#### Dataset entries:
------------------------------------------------
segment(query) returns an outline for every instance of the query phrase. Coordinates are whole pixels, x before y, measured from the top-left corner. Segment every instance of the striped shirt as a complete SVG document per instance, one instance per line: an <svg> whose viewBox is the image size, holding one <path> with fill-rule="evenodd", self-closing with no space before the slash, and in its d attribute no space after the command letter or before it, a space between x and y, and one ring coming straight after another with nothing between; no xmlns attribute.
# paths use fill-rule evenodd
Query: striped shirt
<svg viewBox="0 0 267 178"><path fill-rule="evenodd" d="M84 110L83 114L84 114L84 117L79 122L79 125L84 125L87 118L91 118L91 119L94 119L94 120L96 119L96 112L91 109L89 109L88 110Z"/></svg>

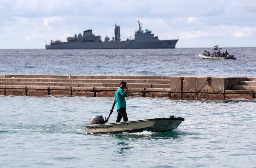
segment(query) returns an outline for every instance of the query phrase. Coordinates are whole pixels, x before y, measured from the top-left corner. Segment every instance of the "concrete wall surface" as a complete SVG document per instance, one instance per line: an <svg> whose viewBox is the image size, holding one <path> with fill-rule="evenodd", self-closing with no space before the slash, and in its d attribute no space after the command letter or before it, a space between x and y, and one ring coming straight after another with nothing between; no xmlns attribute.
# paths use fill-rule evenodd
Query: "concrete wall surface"
<svg viewBox="0 0 256 168"><path fill-rule="evenodd" d="M0 95L113 96L122 81L130 96L254 98L256 92L256 77L0 74Z"/></svg>

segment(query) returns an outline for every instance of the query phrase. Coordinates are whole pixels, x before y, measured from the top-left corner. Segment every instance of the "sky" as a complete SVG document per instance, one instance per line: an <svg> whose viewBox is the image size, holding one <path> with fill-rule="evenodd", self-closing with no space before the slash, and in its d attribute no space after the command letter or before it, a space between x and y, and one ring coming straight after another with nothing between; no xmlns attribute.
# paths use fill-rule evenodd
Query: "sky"
<svg viewBox="0 0 256 168"><path fill-rule="evenodd" d="M0 49L44 49L92 29L134 38L139 28L176 48L256 47L255 0L1 0Z"/></svg>

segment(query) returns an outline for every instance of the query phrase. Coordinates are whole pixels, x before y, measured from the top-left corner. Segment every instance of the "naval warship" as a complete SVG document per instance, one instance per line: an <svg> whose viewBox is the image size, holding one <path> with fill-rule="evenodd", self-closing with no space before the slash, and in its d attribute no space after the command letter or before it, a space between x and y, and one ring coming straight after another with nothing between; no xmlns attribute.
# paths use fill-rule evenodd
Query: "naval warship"
<svg viewBox="0 0 256 168"><path fill-rule="evenodd" d="M139 30L135 31L134 39L128 38L121 41L120 26L115 25L115 37L111 40L106 36L104 41L101 40L101 36L96 36L91 29L84 31L73 37L67 38L67 42L59 40L51 40L50 44L46 44L45 48L49 49L174 49L177 40L159 40L154 36L151 31L147 29L142 30L138 19Z"/></svg>

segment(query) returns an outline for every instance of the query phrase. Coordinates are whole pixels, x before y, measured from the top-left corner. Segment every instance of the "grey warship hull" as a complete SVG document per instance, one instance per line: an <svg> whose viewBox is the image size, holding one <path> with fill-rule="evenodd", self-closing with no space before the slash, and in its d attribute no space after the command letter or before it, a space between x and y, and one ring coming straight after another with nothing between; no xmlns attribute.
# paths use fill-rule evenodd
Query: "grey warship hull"
<svg viewBox="0 0 256 168"><path fill-rule="evenodd" d="M50 45L46 44L45 48L50 49L174 49L178 40L159 40L157 36L154 37L151 31L146 29L142 31L139 23L139 30L136 31L134 39L127 39L121 41L120 26L116 25L115 38L109 40L106 36L105 41L101 41L100 36L95 36L92 34L92 30L84 31L74 37L67 38L67 42L59 40L51 40Z"/></svg>
<svg viewBox="0 0 256 168"><path fill-rule="evenodd" d="M46 49L174 49L178 40L155 42L74 42L51 44Z"/></svg>

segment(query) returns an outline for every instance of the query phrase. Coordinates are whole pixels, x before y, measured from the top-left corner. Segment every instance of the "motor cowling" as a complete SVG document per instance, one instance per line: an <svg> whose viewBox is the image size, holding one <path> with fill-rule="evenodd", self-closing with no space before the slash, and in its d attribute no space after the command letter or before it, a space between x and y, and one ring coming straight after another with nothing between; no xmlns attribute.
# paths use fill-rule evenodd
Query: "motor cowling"
<svg viewBox="0 0 256 168"><path fill-rule="evenodd" d="M91 124L104 124L105 121L102 116L95 116L91 118Z"/></svg>

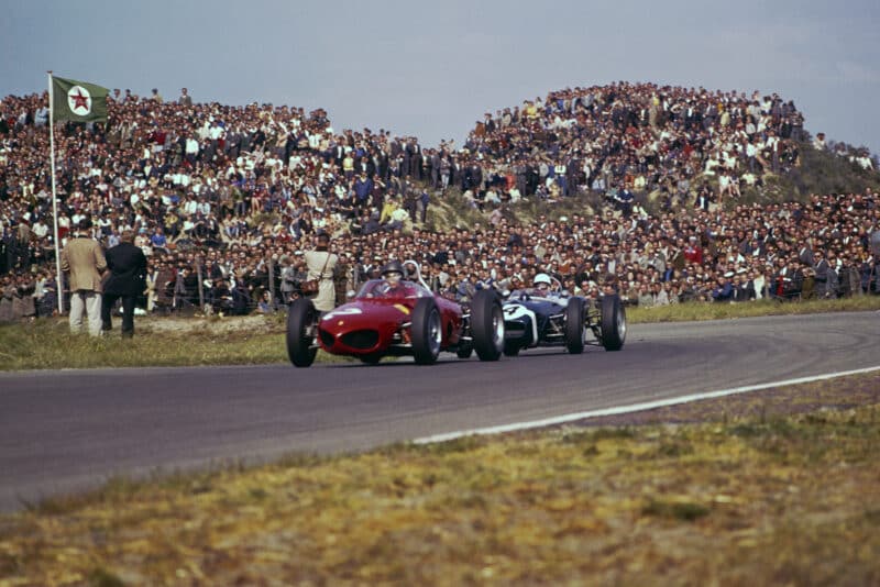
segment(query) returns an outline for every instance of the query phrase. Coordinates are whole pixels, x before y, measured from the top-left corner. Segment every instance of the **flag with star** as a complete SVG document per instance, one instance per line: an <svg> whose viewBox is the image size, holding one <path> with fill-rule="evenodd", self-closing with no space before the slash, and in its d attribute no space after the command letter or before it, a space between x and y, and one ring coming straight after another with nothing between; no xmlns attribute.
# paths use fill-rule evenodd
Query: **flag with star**
<svg viewBox="0 0 880 587"><path fill-rule="evenodd" d="M107 122L109 90L95 84L52 77L52 115L54 120Z"/></svg>

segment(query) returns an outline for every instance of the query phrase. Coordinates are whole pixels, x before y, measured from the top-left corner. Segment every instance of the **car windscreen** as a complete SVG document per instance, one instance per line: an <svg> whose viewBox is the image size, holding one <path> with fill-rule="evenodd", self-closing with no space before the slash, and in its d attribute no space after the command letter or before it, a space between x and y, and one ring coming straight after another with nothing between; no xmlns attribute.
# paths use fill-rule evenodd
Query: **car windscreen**
<svg viewBox="0 0 880 587"><path fill-rule="evenodd" d="M361 287L358 299L415 299L426 298L431 292L415 281L400 281L392 287L385 279L371 279Z"/></svg>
------------------------------------------------
#### Do this:
Render the stretch from the start of the rows through the line containing "Query: striped shirt" as a Markdown table with two columns: Number, holding each line's sequential number, and Line, holding its text. Omit blank lines.

#### Solution to the problem:
| Number | Line |
|---|---|
| 1 | segment(query) returns an outline for every instance of the query phrase. Coordinates are whole pixels, x before y, measured from the top-left corner. Segment every instance of the striped shirt as a complete SVG document per instance, one instance per line: an <svg> whose viewBox is the image size, holding one <path> with fill-rule="evenodd", self-closing with no space before the slash, and in its d attribute no space after the command letter or before it, a space between x and y, and one ring coming straight after another with nothing between; no xmlns attribute. |
| 2 | # paths use fill-rule evenodd |
| 3 | Query: striped shirt |